Activity list ->
• A. From the crypto trading text, reproduce word for word the passage that begins at the words "A stop loss is a" and ends after "with the price.".
• B. Continue the crypto trading article, starting right after its final sentence.

Selected excerpt ->
○ ○ ○ ○

Binance crypto trading platform

Binance crypto trading platform

Be careful about leverage

To most people, it is almost impossible to day trade cryptocurrencies without leverage. For one, with the price of Bitcoin at more than $16,000, most ordinary traders cannot afford it. Fortunately, most crypto brokers offer leverage, which is an important tool that increases your buying power.

For starters, leverage is similar to a loan. For example, if you have $2,000 in your account and you select to have a 1:100 leverage, it means that your buying power is $200,000. That means you can even trade Bitcoin and other cryptocurrencies. To use this leverage, you will need to offer the broker collateral, which is known as margin.

Leverage can help you make more money. For example, as of this writing, one ETH is trading at $450. If you used your $2,000, you would buy just 4.4 ETHs. Therefore, if the price rallied to $500, your profit would be just $222. On the other hand, with the 1:200 leverage, your profit would be about $22,000. 

However, leverage is a double-edged sword. While it can make you a lot of money, it can also cost you a fortune if your trades go wrong. Therefore, we recommend that you start with small leverage and increase it as you become a better trader. 

Always use a stop loss

A stop loss is a risk management tool that is offered by most traditional and modern cryptocurrency trading companies. The tool automatically stops your trade when it reaches a certain level that you set yourself. For example, if you have the $2,000 we have mentioned above, you can plan not to risk more than 10% of your funds per trade. This means that the maximum loss you are willing to lose per trade is $200. 

Therefore, if a trade goes against you, it will be stopped immediately when you lose $200. Therefore, you will not be affected when the cryptocurrency continues moving against you. 

While a stop loss is good, the trailing stop loss is even better. Unlike a stop loss, which is fixed, the trailing stop loss is usually dynamic, meaning that it moves with the price. 

For example, think of this trade. You buy ETH at $450 with a profit target of $470. Also, you put a stop loss at $440. In this case, if the price rises to $467 and then reverses to $440, your initial profit will be erased, and you will make a loss. With a trailing stop loss, your initial profit will be protected.

A stop loss should be used together with a take profit. A take profit is similar to a stop loss, with the only difference being that it stops a trade immediately after it hits your preferred profit level.

○ ○ ○ ○

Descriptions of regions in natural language
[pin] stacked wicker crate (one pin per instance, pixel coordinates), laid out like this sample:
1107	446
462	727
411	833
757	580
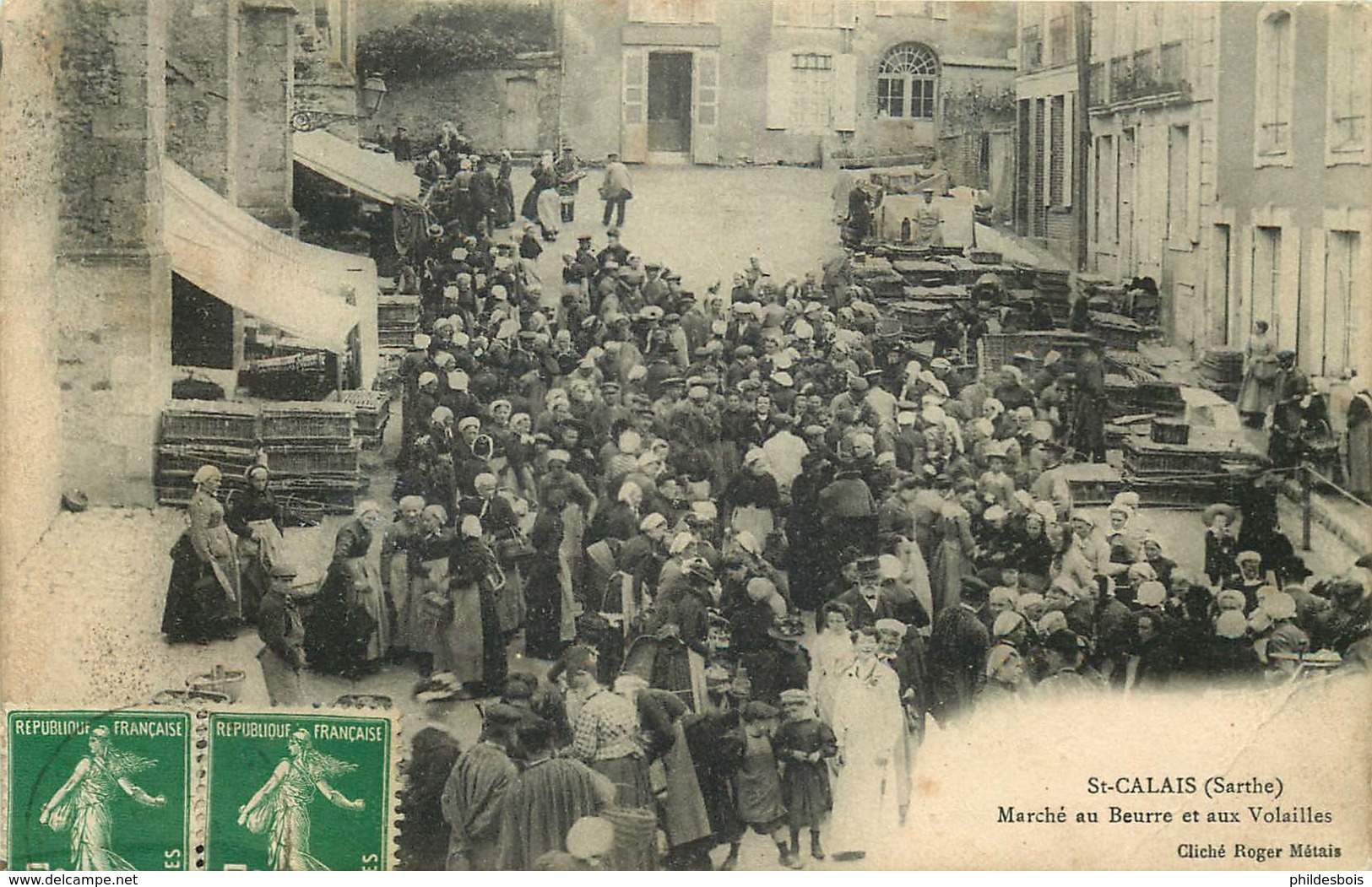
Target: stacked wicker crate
373	410
397	320
1222	372
203	432
1185	467
309	446
312	452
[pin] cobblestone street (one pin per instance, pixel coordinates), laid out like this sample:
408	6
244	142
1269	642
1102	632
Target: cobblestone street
95	586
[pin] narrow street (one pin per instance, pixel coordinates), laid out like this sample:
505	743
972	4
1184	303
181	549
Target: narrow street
95	586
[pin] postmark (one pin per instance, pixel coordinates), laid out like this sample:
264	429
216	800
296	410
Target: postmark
298	792
99	790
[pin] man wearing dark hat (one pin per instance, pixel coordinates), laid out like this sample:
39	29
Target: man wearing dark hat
784	664
283	635
586	259
681	625
614	251
958	653
1062	650
475	792
865	595
849	511
545	799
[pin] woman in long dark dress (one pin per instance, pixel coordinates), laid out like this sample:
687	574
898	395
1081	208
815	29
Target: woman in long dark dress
347	631
544	586
534	206
505	192
256	518
203	591
1088	417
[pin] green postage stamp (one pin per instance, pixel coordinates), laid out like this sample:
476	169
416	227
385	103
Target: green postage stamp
98	790
298	792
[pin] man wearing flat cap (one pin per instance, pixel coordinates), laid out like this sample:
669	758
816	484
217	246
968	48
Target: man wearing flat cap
283	635
475	792
958	653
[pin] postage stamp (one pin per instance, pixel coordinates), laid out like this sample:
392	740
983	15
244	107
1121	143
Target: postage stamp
99	790
298	792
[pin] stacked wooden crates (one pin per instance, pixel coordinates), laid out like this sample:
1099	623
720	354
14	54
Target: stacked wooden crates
203	432
397	320
312	452
373	410
309	447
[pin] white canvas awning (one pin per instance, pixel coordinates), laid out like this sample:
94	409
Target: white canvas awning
377	176
317	295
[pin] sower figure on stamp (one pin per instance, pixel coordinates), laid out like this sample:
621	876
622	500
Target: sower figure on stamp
283	635
84	801
281	806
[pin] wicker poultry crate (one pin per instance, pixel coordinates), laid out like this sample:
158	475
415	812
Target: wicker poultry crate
191	457
209	419
1170	430
307	419
303	461
1148	457
395	310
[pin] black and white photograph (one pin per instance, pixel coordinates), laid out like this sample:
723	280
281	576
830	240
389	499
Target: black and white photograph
718	435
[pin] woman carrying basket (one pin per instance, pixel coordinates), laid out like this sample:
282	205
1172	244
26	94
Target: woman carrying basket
256	518
349	631
203	599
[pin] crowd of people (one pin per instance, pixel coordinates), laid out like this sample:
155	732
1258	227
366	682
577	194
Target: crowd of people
759	544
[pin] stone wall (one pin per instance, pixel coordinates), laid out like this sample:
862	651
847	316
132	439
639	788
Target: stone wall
30	441
476	102
111	331
203	92
265	74
972	44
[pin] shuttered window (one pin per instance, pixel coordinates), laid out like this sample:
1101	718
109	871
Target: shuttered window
907	83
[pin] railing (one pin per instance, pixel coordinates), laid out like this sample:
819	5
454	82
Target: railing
1148	74
1099	85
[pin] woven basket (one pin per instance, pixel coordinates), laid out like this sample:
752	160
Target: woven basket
221	680
636	838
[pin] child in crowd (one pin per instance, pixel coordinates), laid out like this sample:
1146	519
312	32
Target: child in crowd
803	746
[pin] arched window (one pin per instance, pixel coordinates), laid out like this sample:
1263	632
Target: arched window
1273	84
907	83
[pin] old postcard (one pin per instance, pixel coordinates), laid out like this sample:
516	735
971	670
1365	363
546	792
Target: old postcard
685	435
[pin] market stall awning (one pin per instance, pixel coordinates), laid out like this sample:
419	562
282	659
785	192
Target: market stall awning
317	295
377	176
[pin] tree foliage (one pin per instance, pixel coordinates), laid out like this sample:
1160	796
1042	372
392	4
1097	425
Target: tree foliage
457	37
977	105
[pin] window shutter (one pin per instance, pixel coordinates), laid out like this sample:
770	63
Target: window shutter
845	94
1069	146
778	89
845	14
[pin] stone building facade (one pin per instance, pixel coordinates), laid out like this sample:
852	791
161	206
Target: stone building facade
513	107
1290	233
1154	81
797	81
1049	121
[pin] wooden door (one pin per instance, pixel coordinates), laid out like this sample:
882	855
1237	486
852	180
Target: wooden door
522	114
704	147
1128	158
634	121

○ ○ ○ ○

Solved problems ->
• A.
A stop loss is a risk management tool that is offered by most traditional and modern cryptocurrency trading companies. The tool automatically stops your trade when it reaches a certain level that you set yourself. For example, if you have the $2,000 we have mentioned above, you can plan not to risk more than 10% of your funds per trade. This means that the maximum loss you are willing to lose per trade is $200. 

Therefore, if a trade goes against you, it will be stopped immediately when you lose $200. Therefore, you will not be affected when the cryptocurrency continues moving against you. 

While a stop loss is good, the trailing stop loss is even better. Unlike a stop loss, which is fixed, the trailing stop loss is usually dynamic, meaning that it moves with the price.

• B.
Position sizing

Position sizing refers to the number of cryptocurrencies you are buying or shorting per trade. Like leverage, we have seen many successful day traders lose money because of the failure to position their trades well. 

The most important rule is that you should not risk trading with money you cannot afford to lose. If you have a $20,000 account, you should avoid spending it all on a single trade. Instead, you should have a risk management strategy that ensures that you don’t lose a small amount of the funds. For most traders, this limit is usually 3%. As such, you should open relatively small trades that ensure you protect your account.

To be clear, opening small trades will reduce the amount of profit you make per trade. However, it also exposes you to smaller losses, which is a good risk management strategy to use.

Don’t overtrade

Finally, another simple risk management approach is to avoid the temptation of overtrading. This is because you expose yourself to more risk when you open tens of trades per day. Also, you spend more money in commissions when you open these trades.

Instead, your crypto trading strategy should revolve around opening a few trades that are well-thought every day. Doing this will help you maximise your profits while minimising risks. This point goes with the need of having a good trading strategy and sticking with it as a day trader. Some of the strategies you can use are swing trading, algorithmic trading, and even pairs trading.

Final thoughts

Having excellent day trading skills is not enough. In fact, we have seen talented traders lose tons of money in the cryptocurrencies market. The ideal combination to have is having a good trading strategy, an understanding of the crypto market, and risk management. Using the five approaches we have mentioned here can help you become a better trader.